[BEGIN DATA SUPPLIED]
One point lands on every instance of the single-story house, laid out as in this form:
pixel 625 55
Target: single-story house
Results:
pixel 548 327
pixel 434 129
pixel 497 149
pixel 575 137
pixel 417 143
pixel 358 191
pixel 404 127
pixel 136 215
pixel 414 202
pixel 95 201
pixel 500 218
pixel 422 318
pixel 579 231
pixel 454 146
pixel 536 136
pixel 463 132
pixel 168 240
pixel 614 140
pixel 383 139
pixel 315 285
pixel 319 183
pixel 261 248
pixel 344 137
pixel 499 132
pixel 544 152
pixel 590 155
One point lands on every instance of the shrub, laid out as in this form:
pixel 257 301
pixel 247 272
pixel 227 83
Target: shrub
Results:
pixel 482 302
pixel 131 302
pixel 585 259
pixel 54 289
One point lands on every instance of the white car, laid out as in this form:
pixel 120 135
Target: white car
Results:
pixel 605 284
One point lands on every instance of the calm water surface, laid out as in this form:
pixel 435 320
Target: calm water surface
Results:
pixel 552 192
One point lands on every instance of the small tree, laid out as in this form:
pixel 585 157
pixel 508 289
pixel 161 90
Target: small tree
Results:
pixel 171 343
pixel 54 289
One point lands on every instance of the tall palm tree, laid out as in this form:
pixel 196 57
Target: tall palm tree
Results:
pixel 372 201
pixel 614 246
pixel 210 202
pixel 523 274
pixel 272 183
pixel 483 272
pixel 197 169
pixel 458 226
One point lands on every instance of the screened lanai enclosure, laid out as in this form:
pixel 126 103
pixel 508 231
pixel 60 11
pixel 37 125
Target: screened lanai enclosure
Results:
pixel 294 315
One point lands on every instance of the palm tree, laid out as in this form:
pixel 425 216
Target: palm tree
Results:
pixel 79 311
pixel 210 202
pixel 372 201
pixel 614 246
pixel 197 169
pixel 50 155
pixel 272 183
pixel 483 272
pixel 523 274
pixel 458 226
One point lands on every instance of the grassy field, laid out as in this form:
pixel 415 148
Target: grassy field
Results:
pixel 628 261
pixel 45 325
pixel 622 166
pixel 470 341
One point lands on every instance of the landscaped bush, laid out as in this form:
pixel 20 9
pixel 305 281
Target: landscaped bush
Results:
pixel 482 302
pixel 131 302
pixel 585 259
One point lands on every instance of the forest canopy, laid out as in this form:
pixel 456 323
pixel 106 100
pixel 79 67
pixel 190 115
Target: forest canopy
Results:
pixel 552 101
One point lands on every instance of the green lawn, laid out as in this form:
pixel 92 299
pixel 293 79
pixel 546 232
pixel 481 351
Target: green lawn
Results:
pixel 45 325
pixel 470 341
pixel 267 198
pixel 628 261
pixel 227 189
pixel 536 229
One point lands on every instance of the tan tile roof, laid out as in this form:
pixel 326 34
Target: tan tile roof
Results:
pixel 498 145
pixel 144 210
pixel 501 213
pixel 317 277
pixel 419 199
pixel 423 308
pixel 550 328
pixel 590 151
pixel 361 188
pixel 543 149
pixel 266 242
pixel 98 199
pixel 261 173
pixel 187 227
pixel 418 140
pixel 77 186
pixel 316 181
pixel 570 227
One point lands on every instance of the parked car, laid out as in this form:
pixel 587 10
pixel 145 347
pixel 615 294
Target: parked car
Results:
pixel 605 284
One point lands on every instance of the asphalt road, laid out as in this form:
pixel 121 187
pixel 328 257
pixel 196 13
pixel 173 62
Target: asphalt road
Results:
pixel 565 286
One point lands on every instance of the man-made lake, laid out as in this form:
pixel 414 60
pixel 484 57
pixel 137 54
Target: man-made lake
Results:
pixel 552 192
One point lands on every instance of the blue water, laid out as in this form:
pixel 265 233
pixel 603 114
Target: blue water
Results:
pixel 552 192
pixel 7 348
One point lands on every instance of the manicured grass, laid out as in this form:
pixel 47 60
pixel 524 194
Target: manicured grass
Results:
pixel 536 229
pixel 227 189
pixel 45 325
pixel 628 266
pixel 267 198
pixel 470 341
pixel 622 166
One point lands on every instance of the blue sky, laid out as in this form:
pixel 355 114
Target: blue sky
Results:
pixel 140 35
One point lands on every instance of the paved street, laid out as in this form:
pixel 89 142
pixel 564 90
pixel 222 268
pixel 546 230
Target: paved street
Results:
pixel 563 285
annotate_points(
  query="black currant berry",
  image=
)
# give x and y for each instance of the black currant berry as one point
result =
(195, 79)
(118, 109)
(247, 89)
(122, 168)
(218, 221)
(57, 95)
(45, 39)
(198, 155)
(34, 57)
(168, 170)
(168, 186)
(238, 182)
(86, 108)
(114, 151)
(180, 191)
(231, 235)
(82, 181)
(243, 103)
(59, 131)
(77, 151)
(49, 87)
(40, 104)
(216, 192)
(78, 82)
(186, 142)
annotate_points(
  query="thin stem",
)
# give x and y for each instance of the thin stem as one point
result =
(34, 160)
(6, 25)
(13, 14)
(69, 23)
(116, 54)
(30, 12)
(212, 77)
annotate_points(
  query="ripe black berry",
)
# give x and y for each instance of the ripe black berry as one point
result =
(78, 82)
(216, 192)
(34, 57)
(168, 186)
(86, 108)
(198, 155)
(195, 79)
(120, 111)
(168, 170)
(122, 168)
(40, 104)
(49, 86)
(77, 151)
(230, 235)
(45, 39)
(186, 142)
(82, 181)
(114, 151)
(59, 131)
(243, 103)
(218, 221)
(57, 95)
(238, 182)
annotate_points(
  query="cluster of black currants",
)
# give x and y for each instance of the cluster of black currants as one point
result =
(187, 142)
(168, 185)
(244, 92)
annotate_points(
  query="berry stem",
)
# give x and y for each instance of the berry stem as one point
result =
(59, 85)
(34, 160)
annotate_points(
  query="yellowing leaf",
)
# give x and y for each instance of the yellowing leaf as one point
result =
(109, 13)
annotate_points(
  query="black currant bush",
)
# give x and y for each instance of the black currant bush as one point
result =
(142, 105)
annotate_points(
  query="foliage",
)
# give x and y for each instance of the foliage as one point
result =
[END DATA SUPPLIED]
[PROBLEM TO SOLVE]:
Copy everything from the start of the material down to the line containing "pixel 590 155", both ends included, character for character.

[RESPONSE]:
One point lands on every instance of the single-story house, laid out as in this form:
pixel 625 55
Target: single-story house
Results:
pixel 548 327
pixel 434 129
pixel 497 149
pixel 575 137
pixel 417 143
pixel 358 191
pixel 404 127
pixel 136 215
pixel 414 202
pixel 95 201
pixel 500 218
pixel 422 318
pixel 579 231
pixel 454 146
pixel 536 136
pixel 463 132
pixel 168 240
pixel 614 140
pixel 383 139
pixel 315 285
pixel 319 183
pixel 261 248
pixel 344 137
pixel 499 132
pixel 544 152
pixel 590 155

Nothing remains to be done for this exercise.